* _Exercise instructions_: Please print nothing but the lines from the one with "Can you find the man's nose?" to the last line of the records below, and omit pictures.

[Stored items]
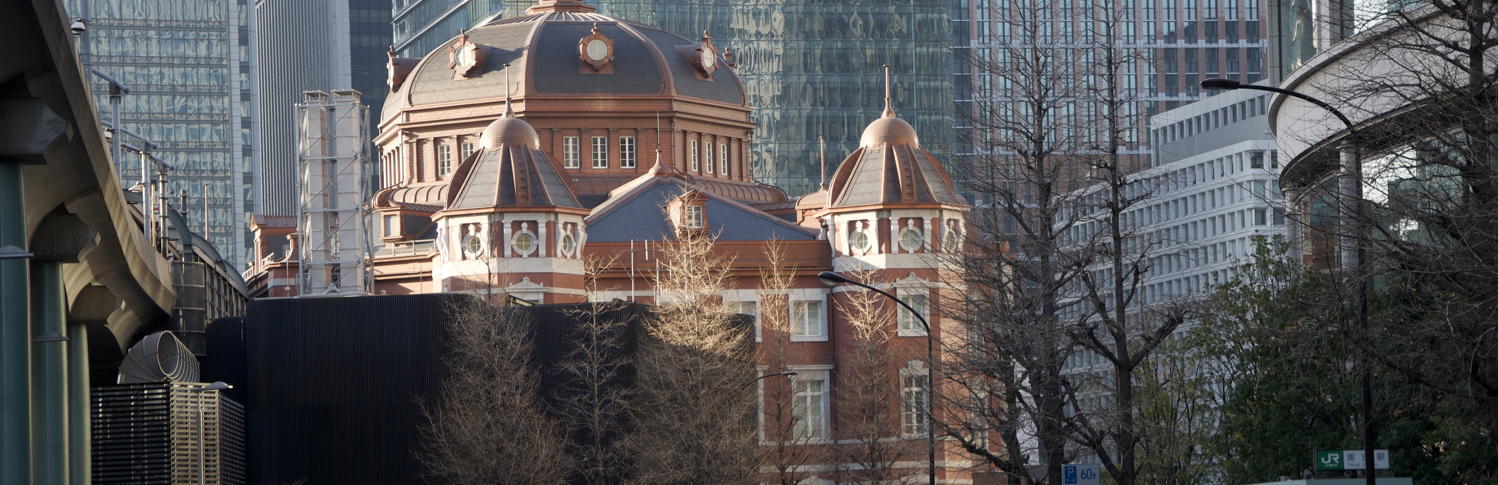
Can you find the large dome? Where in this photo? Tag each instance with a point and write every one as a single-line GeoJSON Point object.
{"type": "Point", "coordinates": [546, 56]}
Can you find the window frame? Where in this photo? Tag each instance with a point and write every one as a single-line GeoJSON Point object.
{"type": "Point", "coordinates": [599, 156]}
{"type": "Point", "coordinates": [722, 159]}
{"type": "Point", "coordinates": [907, 325]}
{"type": "Point", "coordinates": [754, 304]}
{"type": "Point", "coordinates": [914, 377]}
{"type": "Point", "coordinates": [694, 217]}
{"type": "Point", "coordinates": [695, 165]}
{"type": "Point", "coordinates": [571, 151]}
{"type": "Point", "coordinates": [818, 325]}
{"type": "Point", "coordinates": [465, 150]}
{"type": "Point", "coordinates": [628, 151]}
{"type": "Point", "coordinates": [444, 159]}
{"type": "Point", "coordinates": [707, 156]}
{"type": "Point", "coordinates": [821, 430]}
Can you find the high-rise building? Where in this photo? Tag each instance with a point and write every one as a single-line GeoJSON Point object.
{"type": "Point", "coordinates": [1172, 44]}
{"type": "Point", "coordinates": [309, 45]}
{"type": "Point", "coordinates": [187, 66]}
{"type": "Point", "coordinates": [421, 26]}
{"type": "Point", "coordinates": [806, 65]}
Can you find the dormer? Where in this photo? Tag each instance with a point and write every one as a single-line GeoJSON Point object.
{"type": "Point", "coordinates": [688, 211]}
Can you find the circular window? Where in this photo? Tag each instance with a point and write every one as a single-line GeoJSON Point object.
{"type": "Point", "coordinates": [951, 240]}
{"type": "Point", "coordinates": [596, 50]}
{"type": "Point", "coordinates": [911, 240]}
{"type": "Point", "coordinates": [523, 243]}
{"type": "Point", "coordinates": [472, 246]}
{"type": "Point", "coordinates": [859, 241]}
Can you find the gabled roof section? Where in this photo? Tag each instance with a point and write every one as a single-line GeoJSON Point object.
{"type": "Point", "coordinates": [637, 213]}
{"type": "Point", "coordinates": [892, 174]}
{"type": "Point", "coordinates": [510, 177]}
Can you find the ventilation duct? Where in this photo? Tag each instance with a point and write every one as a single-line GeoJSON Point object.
{"type": "Point", "coordinates": [159, 358]}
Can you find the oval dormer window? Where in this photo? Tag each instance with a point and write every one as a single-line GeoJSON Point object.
{"type": "Point", "coordinates": [568, 244]}
{"type": "Point", "coordinates": [860, 241]}
{"type": "Point", "coordinates": [911, 240]}
{"type": "Point", "coordinates": [523, 243]}
{"type": "Point", "coordinates": [472, 246]}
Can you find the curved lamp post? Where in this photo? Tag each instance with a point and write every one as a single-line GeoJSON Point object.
{"type": "Point", "coordinates": [776, 374]}
{"type": "Point", "coordinates": [832, 279]}
{"type": "Point", "coordinates": [1351, 187]}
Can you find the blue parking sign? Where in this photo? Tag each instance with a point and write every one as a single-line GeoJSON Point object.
{"type": "Point", "coordinates": [1085, 473]}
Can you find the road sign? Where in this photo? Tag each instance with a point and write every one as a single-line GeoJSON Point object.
{"type": "Point", "coordinates": [1085, 473]}
{"type": "Point", "coordinates": [1348, 460]}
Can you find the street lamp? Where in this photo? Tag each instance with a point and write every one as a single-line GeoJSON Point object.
{"type": "Point", "coordinates": [832, 279]}
{"type": "Point", "coordinates": [216, 385]}
{"type": "Point", "coordinates": [776, 374]}
{"type": "Point", "coordinates": [1351, 252]}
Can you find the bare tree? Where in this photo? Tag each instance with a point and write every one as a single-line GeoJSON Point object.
{"type": "Point", "coordinates": [868, 389]}
{"type": "Point", "coordinates": [1426, 222]}
{"type": "Point", "coordinates": [694, 410]}
{"type": "Point", "coordinates": [593, 398]}
{"type": "Point", "coordinates": [1118, 325]}
{"type": "Point", "coordinates": [487, 424]}
{"type": "Point", "coordinates": [788, 439]}
{"type": "Point", "coordinates": [1004, 373]}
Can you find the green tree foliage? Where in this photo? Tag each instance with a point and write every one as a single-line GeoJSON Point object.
{"type": "Point", "coordinates": [1278, 346]}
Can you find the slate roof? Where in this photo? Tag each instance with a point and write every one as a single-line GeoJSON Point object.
{"type": "Point", "coordinates": [541, 50]}
{"type": "Point", "coordinates": [510, 177]}
{"type": "Point", "coordinates": [637, 213]}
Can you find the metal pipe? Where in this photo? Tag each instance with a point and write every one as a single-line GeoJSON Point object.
{"type": "Point", "coordinates": [15, 337]}
{"type": "Point", "coordinates": [147, 202]}
{"type": "Point", "coordinates": [48, 374]}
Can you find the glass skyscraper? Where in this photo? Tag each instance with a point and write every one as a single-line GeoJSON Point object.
{"type": "Point", "coordinates": [187, 66]}
{"type": "Point", "coordinates": [1175, 42]}
{"type": "Point", "coordinates": [421, 26]}
{"type": "Point", "coordinates": [310, 45]}
{"type": "Point", "coordinates": [811, 68]}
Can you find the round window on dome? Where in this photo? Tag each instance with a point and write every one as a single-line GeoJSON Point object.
{"type": "Point", "coordinates": [523, 243]}
{"type": "Point", "coordinates": [911, 240]}
{"type": "Point", "coordinates": [472, 246]}
{"type": "Point", "coordinates": [859, 241]}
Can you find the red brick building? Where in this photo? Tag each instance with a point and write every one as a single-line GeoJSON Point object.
{"type": "Point", "coordinates": [525, 147]}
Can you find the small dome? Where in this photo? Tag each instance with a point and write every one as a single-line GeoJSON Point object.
{"type": "Point", "coordinates": [889, 130]}
{"type": "Point", "coordinates": [508, 130]}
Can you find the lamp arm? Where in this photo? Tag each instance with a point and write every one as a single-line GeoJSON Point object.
{"type": "Point", "coordinates": [928, 327]}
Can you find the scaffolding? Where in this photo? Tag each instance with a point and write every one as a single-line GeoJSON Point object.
{"type": "Point", "coordinates": [333, 190]}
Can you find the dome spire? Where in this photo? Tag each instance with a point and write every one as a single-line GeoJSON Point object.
{"type": "Point", "coordinates": [510, 113]}
{"type": "Point", "coordinates": [823, 144]}
{"type": "Point", "coordinates": [889, 101]}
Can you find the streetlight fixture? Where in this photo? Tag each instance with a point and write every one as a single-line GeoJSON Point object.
{"type": "Point", "coordinates": [216, 385]}
{"type": "Point", "coordinates": [833, 279]}
{"type": "Point", "coordinates": [776, 374]}
{"type": "Point", "coordinates": [1351, 252]}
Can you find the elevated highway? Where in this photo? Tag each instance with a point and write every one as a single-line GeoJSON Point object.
{"type": "Point", "coordinates": [78, 279]}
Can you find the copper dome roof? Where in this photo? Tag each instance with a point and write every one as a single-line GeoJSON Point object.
{"type": "Point", "coordinates": [510, 172]}
{"type": "Point", "coordinates": [541, 50]}
{"type": "Point", "coordinates": [510, 130]}
{"type": "Point", "coordinates": [890, 166]}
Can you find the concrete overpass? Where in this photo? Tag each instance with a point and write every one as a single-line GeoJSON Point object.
{"type": "Point", "coordinates": [78, 280]}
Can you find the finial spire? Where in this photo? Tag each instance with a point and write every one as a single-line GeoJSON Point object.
{"type": "Point", "coordinates": [889, 101]}
{"type": "Point", "coordinates": [823, 144]}
{"type": "Point", "coordinates": [510, 113]}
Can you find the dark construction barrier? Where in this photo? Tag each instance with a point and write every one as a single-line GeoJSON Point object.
{"type": "Point", "coordinates": [331, 385]}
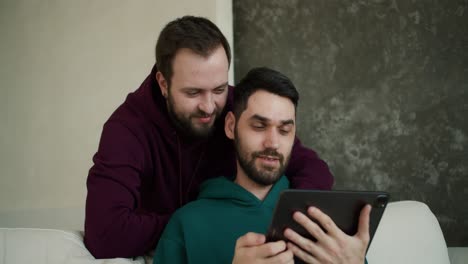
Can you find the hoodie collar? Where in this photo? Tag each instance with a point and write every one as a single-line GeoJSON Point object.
{"type": "Point", "coordinates": [222, 188]}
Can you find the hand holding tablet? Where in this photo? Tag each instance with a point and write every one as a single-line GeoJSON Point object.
{"type": "Point", "coordinates": [327, 225]}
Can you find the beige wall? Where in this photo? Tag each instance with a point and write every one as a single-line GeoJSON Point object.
{"type": "Point", "coordinates": [65, 66]}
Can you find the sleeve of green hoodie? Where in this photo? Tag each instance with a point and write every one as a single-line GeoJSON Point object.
{"type": "Point", "coordinates": [171, 247]}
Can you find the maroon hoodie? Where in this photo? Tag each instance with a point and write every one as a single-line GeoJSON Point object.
{"type": "Point", "coordinates": [144, 170]}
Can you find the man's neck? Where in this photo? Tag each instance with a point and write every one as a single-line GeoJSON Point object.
{"type": "Point", "coordinates": [260, 191]}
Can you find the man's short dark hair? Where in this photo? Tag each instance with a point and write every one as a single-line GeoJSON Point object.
{"type": "Point", "coordinates": [265, 79]}
{"type": "Point", "coordinates": [198, 34]}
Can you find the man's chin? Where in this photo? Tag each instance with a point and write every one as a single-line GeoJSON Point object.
{"type": "Point", "coordinates": [201, 132]}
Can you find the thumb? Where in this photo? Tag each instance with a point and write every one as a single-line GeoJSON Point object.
{"type": "Point", "coordinates": [250, 239]}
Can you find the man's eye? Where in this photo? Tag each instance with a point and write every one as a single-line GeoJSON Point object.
{"type": "Point", "coordinates": [285, 130]}
{"type": "Point", "coordinates": [219, 90]}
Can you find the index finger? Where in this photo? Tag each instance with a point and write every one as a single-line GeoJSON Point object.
{"type": "Point", "coordinates": [364, 219]}
{"type": "Point", "coordinates": [324, 220]}
{"type": "Point", "coordinates": [250, 239]}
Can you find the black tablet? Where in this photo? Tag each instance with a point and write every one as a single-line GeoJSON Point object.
{"type": "Point", "coordinates": [343, 207]}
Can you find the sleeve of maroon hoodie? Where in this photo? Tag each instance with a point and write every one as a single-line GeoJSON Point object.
{"type": "Point", "coordinates": [113, 228]}
{"type": "Point", "coordinates": [306, 170]}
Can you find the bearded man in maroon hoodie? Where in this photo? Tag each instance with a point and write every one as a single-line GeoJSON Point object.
{"type": "Point", "coordinates": [166, 138]}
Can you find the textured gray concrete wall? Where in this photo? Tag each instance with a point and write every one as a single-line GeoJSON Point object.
{"type": "Point", "coordinates": [384, 91]}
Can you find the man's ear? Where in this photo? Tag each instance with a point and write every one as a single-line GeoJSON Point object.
{"type": "Point", "coordinates": [162, 84]}
{"type": "Point", "coordinates": [229, 125]}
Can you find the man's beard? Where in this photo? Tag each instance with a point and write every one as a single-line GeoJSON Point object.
{"type": "Point", "coordinates": [263, 176]}
{"type": "Point", "coordinates": [184, 124]}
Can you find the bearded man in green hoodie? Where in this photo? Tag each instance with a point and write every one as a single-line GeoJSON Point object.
{"type": "Point", "coordinates": [225, 224]}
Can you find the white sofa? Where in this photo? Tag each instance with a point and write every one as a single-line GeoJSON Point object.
{"type": "Point", "coordinates": [408, 233]}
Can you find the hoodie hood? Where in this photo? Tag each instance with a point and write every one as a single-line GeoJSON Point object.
{"type": "Point", "coordinates": [222, 188]}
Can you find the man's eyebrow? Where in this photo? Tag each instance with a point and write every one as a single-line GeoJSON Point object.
{"type": "Point", "coordinates": [198, 88]}
{"type": "Point", "coordinates": [287, 122]}
{"type": "Point", "coordinates": [266, 120]}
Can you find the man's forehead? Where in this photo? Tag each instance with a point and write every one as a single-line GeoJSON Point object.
{"type": "Point", "coordinates": [270, 106]}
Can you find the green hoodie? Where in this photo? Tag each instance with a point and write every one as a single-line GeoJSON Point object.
{"type": "Point", "coordinates": [206, 230]}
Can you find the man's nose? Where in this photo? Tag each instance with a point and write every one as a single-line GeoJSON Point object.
{"type": "Point", "coordinates": [207, 105]}
{"type": "Point", "coordinates": [272, 139]}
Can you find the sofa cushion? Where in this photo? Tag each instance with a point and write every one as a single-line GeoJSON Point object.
{"type": "Point", "coordinates": [47, 246]}
{"type": "Point", "coordinates": [408, 233]}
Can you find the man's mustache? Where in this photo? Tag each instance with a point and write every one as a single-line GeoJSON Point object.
{"type": "Point", "coordinates": [268, 152]}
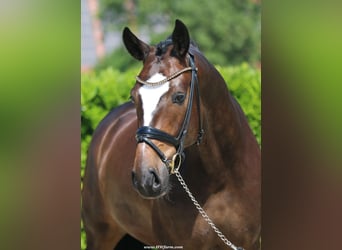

* _Exercise answer_:
Can you find the man's nose? Where in this photo? Tag each instance with a point and write every one as a single-line GeoJSON Point object.
{"type": "Point", "coordinates": [207, 105]}
{"type": "Point", "coordinates": [272, 139]}
Can you find the sofa cushion? Where in this photo? Tag each instance with a point and write every one as a single-line GeoJSON Point object.
{"type": "Point", "coordinates": [47, 246]}
{"type": "Point", "coordinates": [408, 233]}
Can you find the man's mustache? Where in this photo? Tag each instance with a point and write every one as a single-line GeoJSON Point object.
{"type": "Point", "coordinates": [268, 152]}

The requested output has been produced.